Set of tasks:
(1) In the passage on preaching funerals, can you reproduce the text starting at the words "When I first" and stopping after "begin to have."?
(2) In the passage on preaching funerals, why did the speaker feel at a disadvantage when first preaching funerals? Answer in one to three sentences.
(3) In the passage on preaching funerals, can you rewrite the paragraph beginning "Yet, in preparing sermons" as a short list that keeps its main facts?

Source extract:
____________

When I first came into the ministry, I remember feeling at such a disadvantage preaching the funeral of someone that I wasn’t able to know all that well in comparison to many others in the church.  Many were friends with her for over 50 years!  They had a slew of memories at their disposal I couldn’t begin to have.

Yet, in preparing sermons for funerals of Christian men and women, I began to realize, “Yes, I may not know this individual as well as others, but he/she and I share the same Savior and Lord.  And I know they would want me to tell them what they would want everyone in that building to know: Christ is great, He is real, and He went to great lengths to take us out of our sin and rebellion before God to make us righteous and accepted before Him through His death and resurrection.” 

We must know that death’s grip pales in comparison to the grip of the gospel.  Romans 5:18-21 gives a glorious understanding of this grip of the gospel of Christ:

18Therefore, as one trespass led to condemnation for all men, so one act of righteousness leads to justification and life for all men. 19For as by the one man’s disobedience the many were made sinners, so by the one man’s obedience the many will be made righteous. 20Now the law came in to increase the trespass, but where sin increased, grace abounded all the more, 21so that, as sin reigned in death, grace also might reign through righteousness leading to eternal life through Jesus Christ our Lord.

____________

Exercise data:
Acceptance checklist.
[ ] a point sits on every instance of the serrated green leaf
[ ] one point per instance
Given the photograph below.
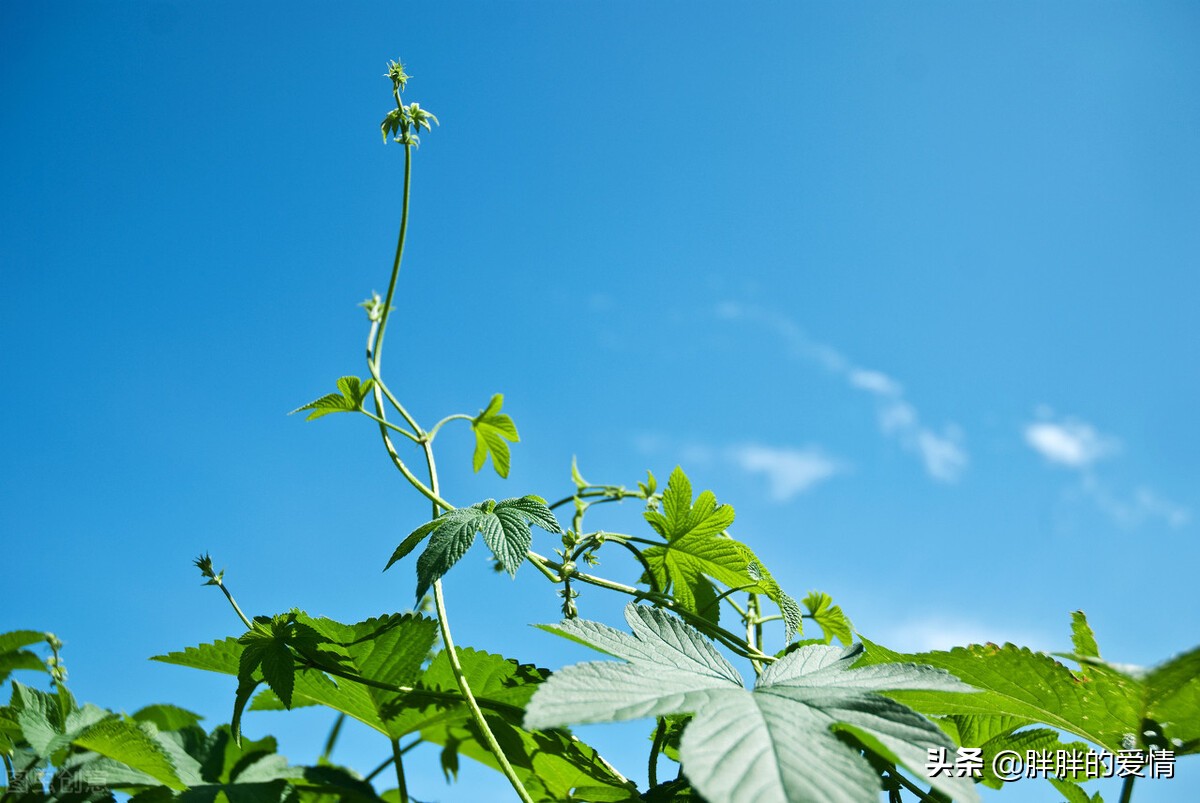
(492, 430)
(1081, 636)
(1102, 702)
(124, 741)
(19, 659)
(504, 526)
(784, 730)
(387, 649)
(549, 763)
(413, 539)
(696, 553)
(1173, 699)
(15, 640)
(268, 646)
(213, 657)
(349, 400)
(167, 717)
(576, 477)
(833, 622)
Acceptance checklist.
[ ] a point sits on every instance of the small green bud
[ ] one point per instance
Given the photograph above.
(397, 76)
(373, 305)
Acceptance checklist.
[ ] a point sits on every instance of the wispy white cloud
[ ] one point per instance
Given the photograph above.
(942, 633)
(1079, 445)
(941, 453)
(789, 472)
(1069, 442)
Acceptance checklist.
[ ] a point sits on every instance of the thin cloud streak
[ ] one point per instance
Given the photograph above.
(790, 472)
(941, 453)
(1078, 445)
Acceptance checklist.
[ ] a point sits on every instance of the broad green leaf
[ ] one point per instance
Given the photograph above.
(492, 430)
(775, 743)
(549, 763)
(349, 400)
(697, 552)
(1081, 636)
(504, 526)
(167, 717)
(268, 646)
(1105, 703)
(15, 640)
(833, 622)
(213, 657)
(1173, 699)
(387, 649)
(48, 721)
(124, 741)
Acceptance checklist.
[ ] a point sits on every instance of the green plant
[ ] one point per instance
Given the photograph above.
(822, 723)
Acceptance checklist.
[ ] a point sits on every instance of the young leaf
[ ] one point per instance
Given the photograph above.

____________

Results:
(1)
When I first came into the ministry, I remember feeling at such a disadvantage preaching the funeral of someone that I wasn’t able to know all that well in comparison to many others in the church.  Many were friends with her for over 50 years!  They had a slew of memories at their disposal I couldn’t begin to have.

(2) The speaker had not been able to know the deceased woman very well compared with many others in the church. Many of them had been her friends for over 50 years and had a wealth of memories the speaker could not begin to have.

(3)
- While preparing funeral sermons for Christians, I realized that even if I didn't know the person as well as others did, we shared the same Savior and Lord.
- I knew they would want me to tell everyone present that Christ is great and real.
- They would also want me to say that Christ went to great lengths to take us out of our sin and rebellion before God.
- Through His death and resurrection, He makes us righteous and accepted before God.